ASSIGNMENT:
Write out again, exactly as they stand, the line that includes "If you would be so kind as to spot the teeth" and all remaining lines of the entries.

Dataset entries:
+++++
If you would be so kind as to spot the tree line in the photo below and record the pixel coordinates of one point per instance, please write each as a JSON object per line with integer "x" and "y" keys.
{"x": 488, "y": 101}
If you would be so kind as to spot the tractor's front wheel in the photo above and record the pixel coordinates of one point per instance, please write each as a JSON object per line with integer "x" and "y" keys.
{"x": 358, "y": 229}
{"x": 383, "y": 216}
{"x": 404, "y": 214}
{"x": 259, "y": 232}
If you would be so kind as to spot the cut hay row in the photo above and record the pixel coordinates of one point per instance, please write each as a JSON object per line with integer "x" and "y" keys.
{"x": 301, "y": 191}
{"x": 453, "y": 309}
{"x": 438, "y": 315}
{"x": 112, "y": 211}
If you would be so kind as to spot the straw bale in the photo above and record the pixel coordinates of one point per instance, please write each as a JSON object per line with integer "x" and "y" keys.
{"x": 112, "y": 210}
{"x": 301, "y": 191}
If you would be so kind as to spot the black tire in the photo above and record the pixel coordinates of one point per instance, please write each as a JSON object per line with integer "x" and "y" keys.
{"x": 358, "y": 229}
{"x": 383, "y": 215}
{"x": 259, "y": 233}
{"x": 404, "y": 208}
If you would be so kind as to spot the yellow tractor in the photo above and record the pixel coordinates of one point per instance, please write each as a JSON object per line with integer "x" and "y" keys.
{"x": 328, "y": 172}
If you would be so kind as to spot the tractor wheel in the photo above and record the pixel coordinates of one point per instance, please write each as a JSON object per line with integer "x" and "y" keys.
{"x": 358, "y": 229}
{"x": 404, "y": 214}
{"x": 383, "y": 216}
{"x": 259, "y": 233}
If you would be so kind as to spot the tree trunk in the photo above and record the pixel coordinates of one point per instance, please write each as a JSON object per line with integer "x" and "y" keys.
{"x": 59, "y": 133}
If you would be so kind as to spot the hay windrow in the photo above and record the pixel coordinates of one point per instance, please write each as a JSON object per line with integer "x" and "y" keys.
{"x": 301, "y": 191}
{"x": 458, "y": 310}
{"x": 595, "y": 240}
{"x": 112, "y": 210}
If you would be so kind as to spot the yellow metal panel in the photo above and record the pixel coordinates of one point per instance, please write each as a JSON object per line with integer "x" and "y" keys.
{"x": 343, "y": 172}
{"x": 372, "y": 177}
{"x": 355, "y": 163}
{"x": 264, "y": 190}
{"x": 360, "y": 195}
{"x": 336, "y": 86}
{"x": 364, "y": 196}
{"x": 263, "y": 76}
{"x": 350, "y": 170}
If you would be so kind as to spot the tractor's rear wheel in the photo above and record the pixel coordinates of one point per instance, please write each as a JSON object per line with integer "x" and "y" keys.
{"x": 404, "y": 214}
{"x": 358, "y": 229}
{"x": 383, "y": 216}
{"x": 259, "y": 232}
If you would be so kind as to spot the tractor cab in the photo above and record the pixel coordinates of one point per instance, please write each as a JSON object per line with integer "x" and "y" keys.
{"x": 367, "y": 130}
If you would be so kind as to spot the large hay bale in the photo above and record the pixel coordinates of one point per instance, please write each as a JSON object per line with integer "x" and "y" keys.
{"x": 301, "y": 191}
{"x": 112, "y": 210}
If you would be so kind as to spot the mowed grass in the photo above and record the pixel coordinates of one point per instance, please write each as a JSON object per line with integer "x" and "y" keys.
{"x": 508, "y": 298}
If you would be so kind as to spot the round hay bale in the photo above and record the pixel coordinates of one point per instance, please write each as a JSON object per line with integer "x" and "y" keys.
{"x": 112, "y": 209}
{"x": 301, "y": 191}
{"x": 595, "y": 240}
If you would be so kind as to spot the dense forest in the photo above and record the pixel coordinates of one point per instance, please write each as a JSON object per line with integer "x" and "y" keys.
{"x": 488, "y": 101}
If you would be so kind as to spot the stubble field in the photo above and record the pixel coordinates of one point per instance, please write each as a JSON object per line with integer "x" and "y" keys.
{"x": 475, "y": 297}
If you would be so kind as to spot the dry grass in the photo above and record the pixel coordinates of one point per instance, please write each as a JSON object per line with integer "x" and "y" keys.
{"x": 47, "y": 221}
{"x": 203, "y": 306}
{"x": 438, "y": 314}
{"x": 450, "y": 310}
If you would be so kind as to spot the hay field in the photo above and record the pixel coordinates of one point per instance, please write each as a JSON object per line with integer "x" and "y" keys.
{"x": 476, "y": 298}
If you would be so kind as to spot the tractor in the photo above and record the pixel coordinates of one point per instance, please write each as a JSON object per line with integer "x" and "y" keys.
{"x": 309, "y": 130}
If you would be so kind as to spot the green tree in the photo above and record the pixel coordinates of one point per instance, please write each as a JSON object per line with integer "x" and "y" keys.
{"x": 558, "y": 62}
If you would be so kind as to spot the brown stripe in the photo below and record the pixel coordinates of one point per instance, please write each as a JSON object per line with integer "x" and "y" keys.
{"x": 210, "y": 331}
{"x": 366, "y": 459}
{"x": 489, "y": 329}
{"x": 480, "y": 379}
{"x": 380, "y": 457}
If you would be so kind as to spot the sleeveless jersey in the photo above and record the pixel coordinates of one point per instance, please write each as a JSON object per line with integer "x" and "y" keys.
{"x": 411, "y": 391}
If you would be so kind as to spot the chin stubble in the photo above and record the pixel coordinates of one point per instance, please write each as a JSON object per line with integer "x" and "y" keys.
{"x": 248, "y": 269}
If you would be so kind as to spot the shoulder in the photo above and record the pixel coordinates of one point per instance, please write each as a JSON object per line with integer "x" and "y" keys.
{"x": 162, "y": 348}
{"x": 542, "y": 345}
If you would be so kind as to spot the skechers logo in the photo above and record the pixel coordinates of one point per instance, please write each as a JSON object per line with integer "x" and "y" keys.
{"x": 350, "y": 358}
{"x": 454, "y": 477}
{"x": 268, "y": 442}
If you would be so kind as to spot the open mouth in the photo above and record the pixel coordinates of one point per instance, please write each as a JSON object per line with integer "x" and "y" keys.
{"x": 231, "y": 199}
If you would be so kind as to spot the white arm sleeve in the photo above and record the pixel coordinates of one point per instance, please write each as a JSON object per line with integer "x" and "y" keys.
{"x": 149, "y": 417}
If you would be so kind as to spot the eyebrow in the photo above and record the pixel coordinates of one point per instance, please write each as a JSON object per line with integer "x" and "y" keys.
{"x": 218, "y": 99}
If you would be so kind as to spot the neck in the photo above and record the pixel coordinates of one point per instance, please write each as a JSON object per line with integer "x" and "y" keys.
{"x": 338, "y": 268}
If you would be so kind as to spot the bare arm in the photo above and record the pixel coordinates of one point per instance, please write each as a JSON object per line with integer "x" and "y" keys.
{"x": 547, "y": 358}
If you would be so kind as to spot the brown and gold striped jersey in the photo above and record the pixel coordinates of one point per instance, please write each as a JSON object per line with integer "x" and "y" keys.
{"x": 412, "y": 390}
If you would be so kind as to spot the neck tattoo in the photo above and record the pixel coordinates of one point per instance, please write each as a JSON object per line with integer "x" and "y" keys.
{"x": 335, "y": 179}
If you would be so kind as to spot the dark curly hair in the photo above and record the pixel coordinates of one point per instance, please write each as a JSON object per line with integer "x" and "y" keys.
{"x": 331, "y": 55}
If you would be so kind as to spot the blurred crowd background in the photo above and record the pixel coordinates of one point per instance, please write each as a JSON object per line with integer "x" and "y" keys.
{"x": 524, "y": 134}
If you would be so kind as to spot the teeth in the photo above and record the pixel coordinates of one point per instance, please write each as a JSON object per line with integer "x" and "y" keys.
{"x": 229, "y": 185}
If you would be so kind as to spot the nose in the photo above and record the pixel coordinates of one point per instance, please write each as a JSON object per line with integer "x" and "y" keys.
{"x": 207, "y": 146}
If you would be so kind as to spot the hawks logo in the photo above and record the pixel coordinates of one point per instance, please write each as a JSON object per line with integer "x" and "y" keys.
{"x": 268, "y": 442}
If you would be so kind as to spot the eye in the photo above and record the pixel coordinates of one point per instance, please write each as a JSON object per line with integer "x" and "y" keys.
+++++
WRITTEN ANSWER:
If you would be so kind as to spot the teeth in the photo above and record the pixel coordinates of one point per instance, please write each as a JSON object per line with integer "x" and "y" keys.
{"x": 229, "y": 185}
If you would be so kind as to spot the nose in the photo above and record the pixel coordinates of one point per instance, please write each as a JSON object per line with integer "x" and "y" keys.
{"x": 207, "y": 146}
If you would be so kind as to spot the hawks logo in the photo above and record the pixel coordinates of one point per instance, please write each as a JSON object per line with integer "x" and "y" keys.
{"x": 268, "y": 442}
If you would be so kind as to spot the eye in the photo above and record the pixel coordinates of one point per instance, please write each as a JSON object per line with integer "x" and "y" keys.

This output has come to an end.